— DATA FOR THIS EXERCISE —
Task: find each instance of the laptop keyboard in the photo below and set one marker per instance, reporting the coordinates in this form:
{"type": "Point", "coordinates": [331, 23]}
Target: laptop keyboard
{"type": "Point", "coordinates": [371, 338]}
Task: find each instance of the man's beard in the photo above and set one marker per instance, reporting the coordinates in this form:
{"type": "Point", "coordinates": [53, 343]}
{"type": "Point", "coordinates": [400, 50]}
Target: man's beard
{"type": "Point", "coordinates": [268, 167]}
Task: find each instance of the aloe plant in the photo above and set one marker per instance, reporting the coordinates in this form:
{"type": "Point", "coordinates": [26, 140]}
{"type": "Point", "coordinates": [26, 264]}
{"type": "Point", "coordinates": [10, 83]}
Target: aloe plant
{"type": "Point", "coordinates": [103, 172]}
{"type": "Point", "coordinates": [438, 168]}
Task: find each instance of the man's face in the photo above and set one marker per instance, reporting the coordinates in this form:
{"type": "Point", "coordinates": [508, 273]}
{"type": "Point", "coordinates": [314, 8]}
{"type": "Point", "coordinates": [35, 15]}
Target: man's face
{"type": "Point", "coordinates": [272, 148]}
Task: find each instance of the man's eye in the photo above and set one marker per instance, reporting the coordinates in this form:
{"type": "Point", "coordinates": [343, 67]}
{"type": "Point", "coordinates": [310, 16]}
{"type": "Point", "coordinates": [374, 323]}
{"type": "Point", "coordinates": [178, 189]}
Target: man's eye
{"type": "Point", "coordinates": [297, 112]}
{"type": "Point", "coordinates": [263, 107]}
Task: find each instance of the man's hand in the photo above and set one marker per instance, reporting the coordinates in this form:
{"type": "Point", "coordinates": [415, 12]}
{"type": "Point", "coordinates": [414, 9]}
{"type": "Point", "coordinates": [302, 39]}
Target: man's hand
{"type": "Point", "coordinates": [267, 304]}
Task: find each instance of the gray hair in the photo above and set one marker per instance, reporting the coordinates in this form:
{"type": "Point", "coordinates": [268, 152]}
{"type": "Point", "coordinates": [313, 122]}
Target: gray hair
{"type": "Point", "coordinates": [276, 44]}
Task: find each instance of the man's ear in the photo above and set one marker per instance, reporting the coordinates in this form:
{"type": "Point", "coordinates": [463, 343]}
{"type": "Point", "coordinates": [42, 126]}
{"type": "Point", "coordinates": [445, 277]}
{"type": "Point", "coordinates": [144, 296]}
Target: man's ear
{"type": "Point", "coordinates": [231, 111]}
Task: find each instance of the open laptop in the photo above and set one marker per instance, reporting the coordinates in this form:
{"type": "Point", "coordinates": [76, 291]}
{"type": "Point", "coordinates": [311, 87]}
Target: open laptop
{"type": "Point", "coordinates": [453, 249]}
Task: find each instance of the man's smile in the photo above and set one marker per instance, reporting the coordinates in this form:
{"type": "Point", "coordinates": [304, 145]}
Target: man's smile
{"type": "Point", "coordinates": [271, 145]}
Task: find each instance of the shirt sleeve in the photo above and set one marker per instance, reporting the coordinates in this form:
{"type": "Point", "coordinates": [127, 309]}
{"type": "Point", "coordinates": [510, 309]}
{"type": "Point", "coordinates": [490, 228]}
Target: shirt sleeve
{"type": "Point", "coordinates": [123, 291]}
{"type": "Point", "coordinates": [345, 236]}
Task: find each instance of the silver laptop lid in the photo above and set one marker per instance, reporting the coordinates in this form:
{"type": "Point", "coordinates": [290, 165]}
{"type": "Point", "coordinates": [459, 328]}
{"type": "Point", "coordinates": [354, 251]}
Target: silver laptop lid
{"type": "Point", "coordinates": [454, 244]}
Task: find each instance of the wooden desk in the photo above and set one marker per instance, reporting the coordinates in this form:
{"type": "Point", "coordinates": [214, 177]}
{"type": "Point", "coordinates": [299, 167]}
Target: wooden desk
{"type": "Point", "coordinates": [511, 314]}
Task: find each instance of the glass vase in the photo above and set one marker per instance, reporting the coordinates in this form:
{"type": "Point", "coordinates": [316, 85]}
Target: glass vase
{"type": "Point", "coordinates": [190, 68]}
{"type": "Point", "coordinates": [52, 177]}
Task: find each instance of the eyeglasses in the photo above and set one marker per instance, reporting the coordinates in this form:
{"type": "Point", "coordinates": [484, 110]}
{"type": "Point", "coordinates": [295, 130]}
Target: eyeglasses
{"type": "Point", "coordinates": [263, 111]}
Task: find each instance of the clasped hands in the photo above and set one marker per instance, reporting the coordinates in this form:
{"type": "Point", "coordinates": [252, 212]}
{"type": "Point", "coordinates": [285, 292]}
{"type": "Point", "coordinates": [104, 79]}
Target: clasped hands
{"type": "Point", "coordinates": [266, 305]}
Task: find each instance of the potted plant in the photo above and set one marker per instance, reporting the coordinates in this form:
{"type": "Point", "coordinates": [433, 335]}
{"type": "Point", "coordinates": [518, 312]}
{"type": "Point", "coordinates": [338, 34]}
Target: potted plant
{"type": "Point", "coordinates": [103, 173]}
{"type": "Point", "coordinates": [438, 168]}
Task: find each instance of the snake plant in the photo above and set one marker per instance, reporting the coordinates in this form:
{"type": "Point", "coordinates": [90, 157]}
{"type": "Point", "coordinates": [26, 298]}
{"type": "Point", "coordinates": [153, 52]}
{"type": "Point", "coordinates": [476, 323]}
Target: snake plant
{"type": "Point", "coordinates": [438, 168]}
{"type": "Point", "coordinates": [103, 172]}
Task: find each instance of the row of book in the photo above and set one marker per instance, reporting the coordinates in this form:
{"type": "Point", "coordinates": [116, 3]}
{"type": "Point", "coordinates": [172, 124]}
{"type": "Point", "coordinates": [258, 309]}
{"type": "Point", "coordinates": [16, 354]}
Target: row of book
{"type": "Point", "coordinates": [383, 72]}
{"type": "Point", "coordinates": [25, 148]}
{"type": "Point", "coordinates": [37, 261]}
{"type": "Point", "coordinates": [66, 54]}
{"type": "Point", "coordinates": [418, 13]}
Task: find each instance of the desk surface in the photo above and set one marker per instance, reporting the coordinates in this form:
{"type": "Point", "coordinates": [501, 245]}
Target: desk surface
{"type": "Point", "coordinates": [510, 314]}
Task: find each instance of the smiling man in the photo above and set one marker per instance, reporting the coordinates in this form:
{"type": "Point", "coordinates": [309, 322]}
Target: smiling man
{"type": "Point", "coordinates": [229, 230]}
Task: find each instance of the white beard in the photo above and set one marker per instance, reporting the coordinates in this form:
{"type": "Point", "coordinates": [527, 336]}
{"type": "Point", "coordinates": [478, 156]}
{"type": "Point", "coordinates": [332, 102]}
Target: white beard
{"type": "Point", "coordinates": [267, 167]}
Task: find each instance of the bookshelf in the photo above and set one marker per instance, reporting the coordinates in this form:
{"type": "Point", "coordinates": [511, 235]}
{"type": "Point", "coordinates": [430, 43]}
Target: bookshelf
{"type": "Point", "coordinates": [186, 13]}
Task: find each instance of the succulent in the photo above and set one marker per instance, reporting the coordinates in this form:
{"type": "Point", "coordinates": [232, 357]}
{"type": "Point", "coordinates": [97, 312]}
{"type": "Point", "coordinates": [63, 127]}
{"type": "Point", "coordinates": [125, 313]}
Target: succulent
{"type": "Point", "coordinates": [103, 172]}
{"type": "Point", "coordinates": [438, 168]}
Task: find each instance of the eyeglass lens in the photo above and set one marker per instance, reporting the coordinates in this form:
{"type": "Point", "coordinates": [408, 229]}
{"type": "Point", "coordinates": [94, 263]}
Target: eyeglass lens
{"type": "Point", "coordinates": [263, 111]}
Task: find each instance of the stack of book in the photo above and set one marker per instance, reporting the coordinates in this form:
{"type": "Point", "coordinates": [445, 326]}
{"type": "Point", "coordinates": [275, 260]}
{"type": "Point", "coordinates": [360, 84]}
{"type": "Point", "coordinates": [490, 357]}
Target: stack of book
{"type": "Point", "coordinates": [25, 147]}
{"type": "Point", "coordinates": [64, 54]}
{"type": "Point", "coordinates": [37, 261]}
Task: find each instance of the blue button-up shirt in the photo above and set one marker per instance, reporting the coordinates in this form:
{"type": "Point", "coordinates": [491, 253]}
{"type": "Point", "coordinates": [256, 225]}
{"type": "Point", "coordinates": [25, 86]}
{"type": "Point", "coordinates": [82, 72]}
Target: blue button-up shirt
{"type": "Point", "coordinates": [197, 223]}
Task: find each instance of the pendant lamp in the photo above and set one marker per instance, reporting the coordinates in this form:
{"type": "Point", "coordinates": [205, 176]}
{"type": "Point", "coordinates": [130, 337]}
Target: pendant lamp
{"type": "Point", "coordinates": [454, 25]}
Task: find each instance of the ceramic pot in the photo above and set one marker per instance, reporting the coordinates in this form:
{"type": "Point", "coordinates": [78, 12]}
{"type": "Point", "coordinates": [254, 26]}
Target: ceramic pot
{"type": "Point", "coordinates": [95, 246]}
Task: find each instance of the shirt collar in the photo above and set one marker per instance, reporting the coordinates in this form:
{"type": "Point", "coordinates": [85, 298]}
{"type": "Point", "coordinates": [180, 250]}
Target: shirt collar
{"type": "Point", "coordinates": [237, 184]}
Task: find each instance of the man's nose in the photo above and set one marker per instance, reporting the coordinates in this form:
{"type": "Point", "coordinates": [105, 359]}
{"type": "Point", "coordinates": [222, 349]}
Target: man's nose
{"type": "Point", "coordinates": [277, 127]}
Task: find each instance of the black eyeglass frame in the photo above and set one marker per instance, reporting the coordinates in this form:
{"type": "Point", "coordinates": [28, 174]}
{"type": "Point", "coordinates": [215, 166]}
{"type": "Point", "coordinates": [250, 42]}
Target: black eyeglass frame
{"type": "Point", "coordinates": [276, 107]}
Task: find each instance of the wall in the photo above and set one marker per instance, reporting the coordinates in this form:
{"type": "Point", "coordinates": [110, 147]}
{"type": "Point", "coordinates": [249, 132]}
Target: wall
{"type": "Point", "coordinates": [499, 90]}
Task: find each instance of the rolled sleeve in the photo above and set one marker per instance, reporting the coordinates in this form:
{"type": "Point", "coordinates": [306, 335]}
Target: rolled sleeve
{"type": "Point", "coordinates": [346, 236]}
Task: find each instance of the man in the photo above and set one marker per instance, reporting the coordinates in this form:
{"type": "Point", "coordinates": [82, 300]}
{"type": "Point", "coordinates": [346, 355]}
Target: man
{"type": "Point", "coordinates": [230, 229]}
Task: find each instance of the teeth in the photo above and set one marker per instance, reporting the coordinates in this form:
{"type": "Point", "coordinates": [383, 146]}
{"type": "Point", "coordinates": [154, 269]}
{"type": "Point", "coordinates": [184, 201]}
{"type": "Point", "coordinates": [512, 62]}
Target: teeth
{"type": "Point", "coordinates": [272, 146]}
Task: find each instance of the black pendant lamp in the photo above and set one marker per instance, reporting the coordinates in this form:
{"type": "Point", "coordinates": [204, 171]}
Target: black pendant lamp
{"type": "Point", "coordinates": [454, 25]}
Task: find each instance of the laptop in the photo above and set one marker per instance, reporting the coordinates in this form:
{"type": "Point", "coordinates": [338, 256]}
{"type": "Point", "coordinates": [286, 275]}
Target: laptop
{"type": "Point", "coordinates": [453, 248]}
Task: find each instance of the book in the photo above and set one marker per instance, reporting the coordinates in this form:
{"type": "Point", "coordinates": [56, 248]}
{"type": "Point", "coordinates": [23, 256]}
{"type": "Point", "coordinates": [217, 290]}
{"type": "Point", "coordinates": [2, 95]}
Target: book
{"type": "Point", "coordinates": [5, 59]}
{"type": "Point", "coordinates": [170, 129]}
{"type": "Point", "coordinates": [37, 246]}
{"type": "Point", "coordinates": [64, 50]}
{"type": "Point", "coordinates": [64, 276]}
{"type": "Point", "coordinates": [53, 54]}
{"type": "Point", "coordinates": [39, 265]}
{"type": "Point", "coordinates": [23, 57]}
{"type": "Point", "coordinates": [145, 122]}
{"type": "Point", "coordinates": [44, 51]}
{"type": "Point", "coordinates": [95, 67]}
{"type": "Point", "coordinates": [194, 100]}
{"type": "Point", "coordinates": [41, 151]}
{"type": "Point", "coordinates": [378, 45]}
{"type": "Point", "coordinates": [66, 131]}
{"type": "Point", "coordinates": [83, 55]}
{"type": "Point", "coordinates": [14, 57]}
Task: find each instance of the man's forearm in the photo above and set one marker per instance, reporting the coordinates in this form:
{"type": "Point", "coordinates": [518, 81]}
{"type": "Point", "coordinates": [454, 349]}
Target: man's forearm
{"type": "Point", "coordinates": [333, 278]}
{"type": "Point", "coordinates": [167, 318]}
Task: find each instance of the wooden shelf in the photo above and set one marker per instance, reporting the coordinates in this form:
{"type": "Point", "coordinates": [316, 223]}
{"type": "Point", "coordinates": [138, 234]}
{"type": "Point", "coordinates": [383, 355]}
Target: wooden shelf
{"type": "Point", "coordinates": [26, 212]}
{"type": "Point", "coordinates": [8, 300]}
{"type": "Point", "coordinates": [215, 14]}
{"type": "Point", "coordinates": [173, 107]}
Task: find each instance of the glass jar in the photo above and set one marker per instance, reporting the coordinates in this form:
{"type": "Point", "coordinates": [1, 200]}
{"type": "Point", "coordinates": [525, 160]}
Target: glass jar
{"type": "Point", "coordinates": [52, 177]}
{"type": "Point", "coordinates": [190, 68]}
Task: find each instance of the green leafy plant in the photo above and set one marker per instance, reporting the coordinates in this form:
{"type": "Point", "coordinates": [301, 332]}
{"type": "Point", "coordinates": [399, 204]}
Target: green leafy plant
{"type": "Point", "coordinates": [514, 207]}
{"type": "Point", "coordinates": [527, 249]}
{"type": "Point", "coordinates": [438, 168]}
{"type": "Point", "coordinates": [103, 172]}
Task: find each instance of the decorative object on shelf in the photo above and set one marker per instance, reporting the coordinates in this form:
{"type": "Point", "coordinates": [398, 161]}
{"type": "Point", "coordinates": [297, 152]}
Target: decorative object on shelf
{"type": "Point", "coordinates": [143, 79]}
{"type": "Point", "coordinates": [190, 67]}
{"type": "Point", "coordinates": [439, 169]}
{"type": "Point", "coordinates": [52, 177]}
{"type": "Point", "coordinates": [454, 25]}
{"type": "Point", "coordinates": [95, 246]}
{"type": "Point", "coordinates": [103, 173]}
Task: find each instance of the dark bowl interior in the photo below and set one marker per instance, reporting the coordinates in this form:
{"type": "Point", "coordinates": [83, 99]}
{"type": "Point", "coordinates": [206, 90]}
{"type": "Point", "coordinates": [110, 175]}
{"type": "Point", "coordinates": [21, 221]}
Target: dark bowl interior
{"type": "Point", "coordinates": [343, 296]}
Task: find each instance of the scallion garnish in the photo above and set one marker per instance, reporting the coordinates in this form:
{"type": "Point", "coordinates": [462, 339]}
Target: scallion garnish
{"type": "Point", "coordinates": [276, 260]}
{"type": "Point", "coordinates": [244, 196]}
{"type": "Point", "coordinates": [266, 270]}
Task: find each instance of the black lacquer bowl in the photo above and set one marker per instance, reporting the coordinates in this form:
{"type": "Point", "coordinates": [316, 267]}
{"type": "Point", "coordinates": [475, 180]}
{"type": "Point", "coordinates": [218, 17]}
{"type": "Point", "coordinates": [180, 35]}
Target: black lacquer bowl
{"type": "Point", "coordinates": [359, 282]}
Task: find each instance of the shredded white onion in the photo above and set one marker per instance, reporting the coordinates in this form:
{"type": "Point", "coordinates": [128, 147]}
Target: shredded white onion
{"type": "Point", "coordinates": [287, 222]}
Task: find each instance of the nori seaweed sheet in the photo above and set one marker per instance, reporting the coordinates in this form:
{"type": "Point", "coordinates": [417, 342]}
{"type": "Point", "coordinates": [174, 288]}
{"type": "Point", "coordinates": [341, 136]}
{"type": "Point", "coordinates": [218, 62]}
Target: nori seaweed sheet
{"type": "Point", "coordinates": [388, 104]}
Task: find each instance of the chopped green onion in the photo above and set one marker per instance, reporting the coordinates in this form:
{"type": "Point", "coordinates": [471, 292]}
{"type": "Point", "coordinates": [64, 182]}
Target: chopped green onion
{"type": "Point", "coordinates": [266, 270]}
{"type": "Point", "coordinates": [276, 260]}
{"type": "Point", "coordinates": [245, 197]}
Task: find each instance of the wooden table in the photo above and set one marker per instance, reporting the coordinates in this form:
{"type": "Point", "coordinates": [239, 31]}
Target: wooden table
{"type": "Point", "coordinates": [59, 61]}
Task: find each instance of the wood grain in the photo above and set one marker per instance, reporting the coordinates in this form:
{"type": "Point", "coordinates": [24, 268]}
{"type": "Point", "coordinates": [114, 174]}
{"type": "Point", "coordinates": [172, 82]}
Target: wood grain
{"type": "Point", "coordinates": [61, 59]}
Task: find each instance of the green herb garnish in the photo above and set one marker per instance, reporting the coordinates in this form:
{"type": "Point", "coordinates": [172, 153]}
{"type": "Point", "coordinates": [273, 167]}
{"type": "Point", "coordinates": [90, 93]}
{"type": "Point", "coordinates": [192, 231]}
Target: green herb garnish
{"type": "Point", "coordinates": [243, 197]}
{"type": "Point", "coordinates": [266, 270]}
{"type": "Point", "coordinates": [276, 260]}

— WHAT TO DO —
Copy the lines from the one with "Task: find each instance of the green herb" to the end of the entries, swapping "instance" for "occurrence" and leaving everything else unchanged.

— EXPECTED ANSWER —
Task: find each occurrence of the green herb garnish in the photo above and set one marker per occurrence, reporting the coordinates in this form:
{"type": "Point", "coordinates": [172, 153]}
{"type": "Point", "coordinates": [273, 167]}
{"type": "Point", "coordinates": [90, 93]}
{"type": "Point", "coordinates": [192, 231]}
Target: green herb garnish
{"type": "Point", "coordinates": [243, 197]}
{"type": "Point", "coordinates": [266, 270]}
{"type": "Point", "coordinates": [276, 260]}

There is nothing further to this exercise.